**Instruction**: Copy each line below without leaving any out.

**Excerpted data**:
START

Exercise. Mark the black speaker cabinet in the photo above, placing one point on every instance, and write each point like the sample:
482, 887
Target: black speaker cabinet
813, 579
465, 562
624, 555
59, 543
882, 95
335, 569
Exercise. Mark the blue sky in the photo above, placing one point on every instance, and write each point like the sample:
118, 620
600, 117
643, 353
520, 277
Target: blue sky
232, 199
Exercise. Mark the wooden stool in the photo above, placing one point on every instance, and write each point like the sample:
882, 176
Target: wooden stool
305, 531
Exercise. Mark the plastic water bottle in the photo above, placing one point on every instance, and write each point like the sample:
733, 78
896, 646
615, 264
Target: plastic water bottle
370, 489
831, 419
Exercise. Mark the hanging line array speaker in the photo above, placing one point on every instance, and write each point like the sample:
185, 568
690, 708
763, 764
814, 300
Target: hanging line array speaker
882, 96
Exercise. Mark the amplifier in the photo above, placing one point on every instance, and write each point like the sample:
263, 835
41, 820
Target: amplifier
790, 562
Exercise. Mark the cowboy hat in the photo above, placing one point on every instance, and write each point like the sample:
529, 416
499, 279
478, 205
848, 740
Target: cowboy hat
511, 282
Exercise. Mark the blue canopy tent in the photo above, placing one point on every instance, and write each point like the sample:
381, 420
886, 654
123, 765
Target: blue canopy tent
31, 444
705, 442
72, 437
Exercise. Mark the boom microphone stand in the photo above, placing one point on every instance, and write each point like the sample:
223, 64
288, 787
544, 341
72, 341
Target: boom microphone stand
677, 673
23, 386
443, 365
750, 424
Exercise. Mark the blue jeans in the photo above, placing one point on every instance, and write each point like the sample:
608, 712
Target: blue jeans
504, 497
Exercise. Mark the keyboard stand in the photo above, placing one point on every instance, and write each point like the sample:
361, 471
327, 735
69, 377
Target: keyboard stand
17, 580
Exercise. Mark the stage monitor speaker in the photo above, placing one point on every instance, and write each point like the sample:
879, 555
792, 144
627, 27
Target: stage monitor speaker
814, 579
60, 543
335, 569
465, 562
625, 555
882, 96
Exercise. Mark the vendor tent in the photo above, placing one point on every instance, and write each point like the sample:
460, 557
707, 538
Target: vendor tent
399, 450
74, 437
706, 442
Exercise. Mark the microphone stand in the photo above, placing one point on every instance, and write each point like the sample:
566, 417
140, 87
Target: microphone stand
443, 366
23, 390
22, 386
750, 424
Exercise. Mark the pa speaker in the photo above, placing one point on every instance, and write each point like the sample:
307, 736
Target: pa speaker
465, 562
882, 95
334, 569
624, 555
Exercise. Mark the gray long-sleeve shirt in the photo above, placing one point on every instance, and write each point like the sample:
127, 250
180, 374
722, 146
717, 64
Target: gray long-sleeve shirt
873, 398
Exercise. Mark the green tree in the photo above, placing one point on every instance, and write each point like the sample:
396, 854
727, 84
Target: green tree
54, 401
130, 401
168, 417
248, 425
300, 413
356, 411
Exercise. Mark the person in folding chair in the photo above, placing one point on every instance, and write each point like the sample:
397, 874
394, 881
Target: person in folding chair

END

**Written solution**:
Exercise. Mark the black speaker cabinet in the photo above, placing one point on every instance, and write each point like the sample:
482, 887
Target: black speaker cabinet
813, 579
465, 562
624, 555
59, 543
882, 95
335, 569
Exercise. Mark the blue sky in the photo above, placing one point on every instance, and write each point like the sample:
118, 620
600, 117
643, 353
520, 277
Target: blue sky
232, 199
Exercise. Mark the wooden stool in the photo above, placing one point on every instance, and write each point like the sample:
882, 176
Target: wooden stool
305, 531
Exercise. Mark the plastic water bottle in the photo above, placing one point on every instance, and write each point like the sample:
733, 78
896, 646
615, 264
Target: plastic water bottle
370, 489
831, 419
Exercise. Mark the hanging line array speaker in the photo above, placing one point on every instance, and write each point like the sample:
185, 568
690, 708
763, 764
814, 300
Target: hanging line array speaker
882, 96
Exercise. Mark the amplifier in the photo above, placing one point on every instance, and write each point like the sample:
263, 835
41, 820
Target: amplifier
790, 562
Exercise. Mark the cowboy hat in the photo above, placing one point on every instance, and write each point like the sample:
529, 416
499, 279
478, 205
848, 740
Target: cowboy hat
511, 282
Exercise. Mark the blue canopy tent in the photo above, placing one point on every instance, and write each point like the sample:
381, 420
886, 654
123, 765
Target: blue canopy tent
31, 444
705, 442
72, 437
Exercise. Mark the boom microphone stand in the photo above, placing one point on every instance, and write each point like the sample:
223, 64
288, 787
544, 341
72, 341
Target: boom microphone stand
677, 673
23, 386
443, 365
750, 424
Exercise. Mark the blue jeans in the photo above, placing one point on every instance, and write each point like the sample:
608, 712
Target: blue jeans
504, 497
Exercise. Mark the keyboard stand in the photo above, placing one point on every instance, and write each point like the sample:
361, 471
327, 735
69, 377
Target: keyboard stand
17, 580
Exercise. Mark the stage monitor speaker in the photo above, placing one point on every instance, and write each point like the sample:
879, 555
792, 144
627, 27
Target: stage monitor speaker
814, 579
60, 543
335, 569
465, 562
625, 555
882, 96
Exercise. Mark the vendor tent in the photo above, placing one point on every instance, and write each point like the sample:
460, 557
707, 538
Target: vendor tent
399, 450
74, 437
706, 442
Exercise. Mark the microphone stand in the photo above, placing one point on every instance, and write each point like the sample:
566, 417
140, 87
Target: microphone stand
443, 366
23, 390
22, 386
750, 424
Exercise. Mark the pa speaker in the photo above, placing one point on every instance, and write each point like the sample:
307, 736
Target: pa speaker
465, 562
882, 95
334, 569
624, 555
Exercise. Mark the gray long-sleeve shirt in the photo above, placing one point on every instance, and write each point like the sample:
127, 250
180, 374
722, 146
717, 64
Target: gray long-sleeve shirt
873, 398
Exercise. Mark the green tree in the photo above, placing one point on every instance, and write each point like the sample:
396, 854
727, 84
Target: green tree
54, 401
130, 401
168, 417
248, 425
300, 413
356, 411
Exercise. Mark the person in folding chair in the photo above, placing one point on every instance, and write each point like the sample:
397, 874
394, 881
Target: person in folding chair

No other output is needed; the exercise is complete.